** EXERCISE **
Would you mind restating all of the records word for word, skipping the pictures?

Segment Start: DATA PROVIDED

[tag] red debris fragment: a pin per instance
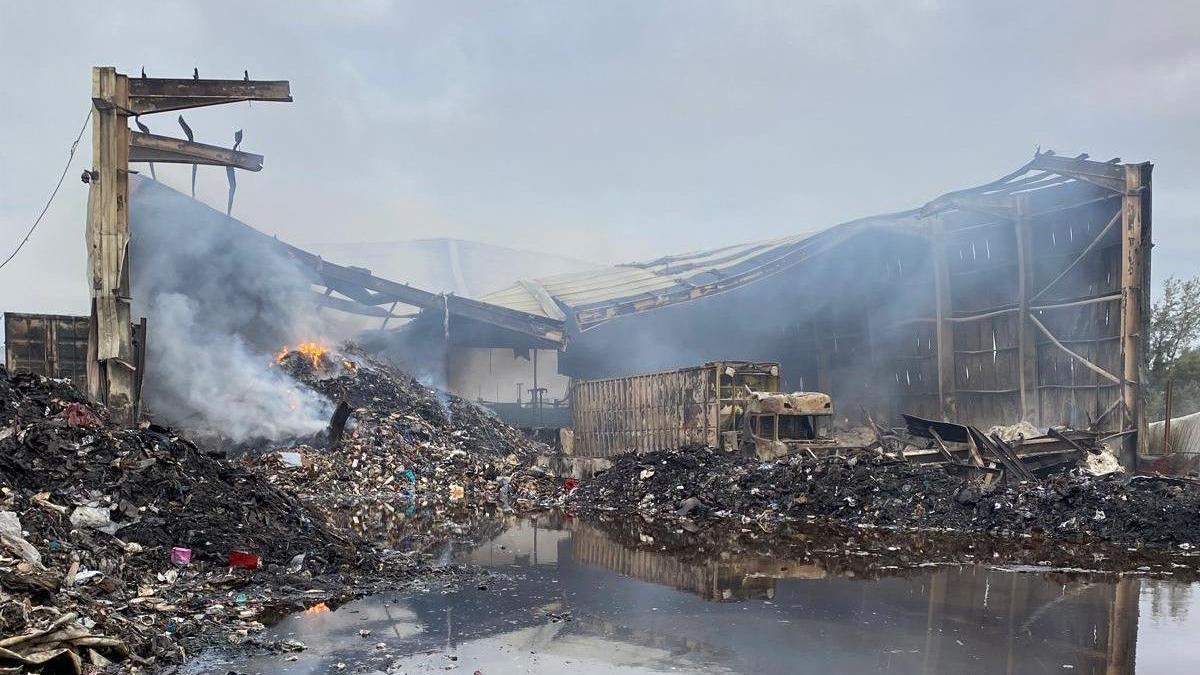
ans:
(179, 555)
(244, 560)
(78, 414)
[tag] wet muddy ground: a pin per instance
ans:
(568, 596)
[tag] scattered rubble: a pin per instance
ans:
(406, 447)
(132, 545)
(876, 490)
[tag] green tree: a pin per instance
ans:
(1171, 348)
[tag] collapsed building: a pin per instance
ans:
(1021, 299)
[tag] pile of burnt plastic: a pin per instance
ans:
(867, 489)
(407, 447)
(119, 543)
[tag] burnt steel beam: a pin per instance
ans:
(160, 95)
(153, 148)
(1108, 175)
(351, 306)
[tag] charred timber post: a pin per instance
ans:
(113, 377)
(946, 377)
(1134, 303)
(337, 423)
(1027, 345)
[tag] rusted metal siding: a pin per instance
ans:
(51, 345)
(647, 412)
(661, 411)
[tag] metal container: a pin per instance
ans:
(661, 411)
(51, 345)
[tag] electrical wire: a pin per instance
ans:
(57, 185)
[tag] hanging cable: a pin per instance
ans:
(57, 185)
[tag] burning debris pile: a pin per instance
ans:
(405, 446)
(700, 484)
(131, 543)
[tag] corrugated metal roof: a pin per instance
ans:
(685, 273)
(597, 296)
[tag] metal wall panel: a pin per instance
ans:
(51, 345)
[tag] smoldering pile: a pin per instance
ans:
(121, 539)
(407, 447)
(701, 484)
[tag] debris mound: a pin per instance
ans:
(403, 441)
(91, 515)
(700, 483)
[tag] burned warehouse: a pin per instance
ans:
(1021, 299)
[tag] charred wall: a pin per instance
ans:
(982, 309)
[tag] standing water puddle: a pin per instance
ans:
(563, 597)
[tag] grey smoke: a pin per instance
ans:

Segment End: DATA PROVIDED

** ANSWER SPACE **
[tag] red debris fragment: a pin per instance
ans:
(179, 555)
(244, 560)
(78, 414)
[tag] wet muddy ground: a pin per instance
ans:
(568, 596)
[tag] scattered rubble: a pin per instance
ans:
(406, 447)
(132, 545)
(876, 490)
[tag] green tree: a pin per instance
ans:
(1171, 348)
[tag] collapsed building: a pin per instance
ans:
(1021, 299)
[tag] pile of burnt plastic: a pin per instance
ans:
(867, 489)
(407, 447)
(119, 543)
[tag] burnt steel beam: a pin per instance
ans:
(160, 95)
(153, 148)
(1108, 175)
(351, 306)
[tag] charred timber post: a pin per instance
ans:
(113, 377)
(946, 377)
(1134, 303)
(337, 423)
(1027, 345)
[tag] rusted metal siding: a pin per instance
ans:
(51, 345)
(647, 412)
(661, 411)
[tag] metal container: a pin per instance
ans:
(661, 411)
(51, 345)
[tag] electrical wire: a pin per instance
ans:
(57, 185)
[tag] hanging cable: a pin per instance
ans:
(57, 185)
[tag] burning debris pile: a pin per instance
ans:
(405, 446)
(700, 484)
(131, 543)
[tag] corrugated metal roof: a pin per instance
ans:
(685, 273)
(597, 296)
[tag] metal wall panel: a pin per instance
ans:
(51, 345)
[tag] smoldering pile: a pin per instance
ans:
(121, 539)
(407, 447)
(701, 484)
[tag] debris mound: a pin per instance
ans:
(403, 441)
(91, 515)
(700, 483)
[tag] burned warehouse: a pin per instance
ans:
(1021, 299)
[tag] charred wall: a pin per instance
ans:
(982, 309)
[tag] standing water puddle: a pin per instance
ans:
(563, 597)
[tag] grey smoke: a pin per instance
ans:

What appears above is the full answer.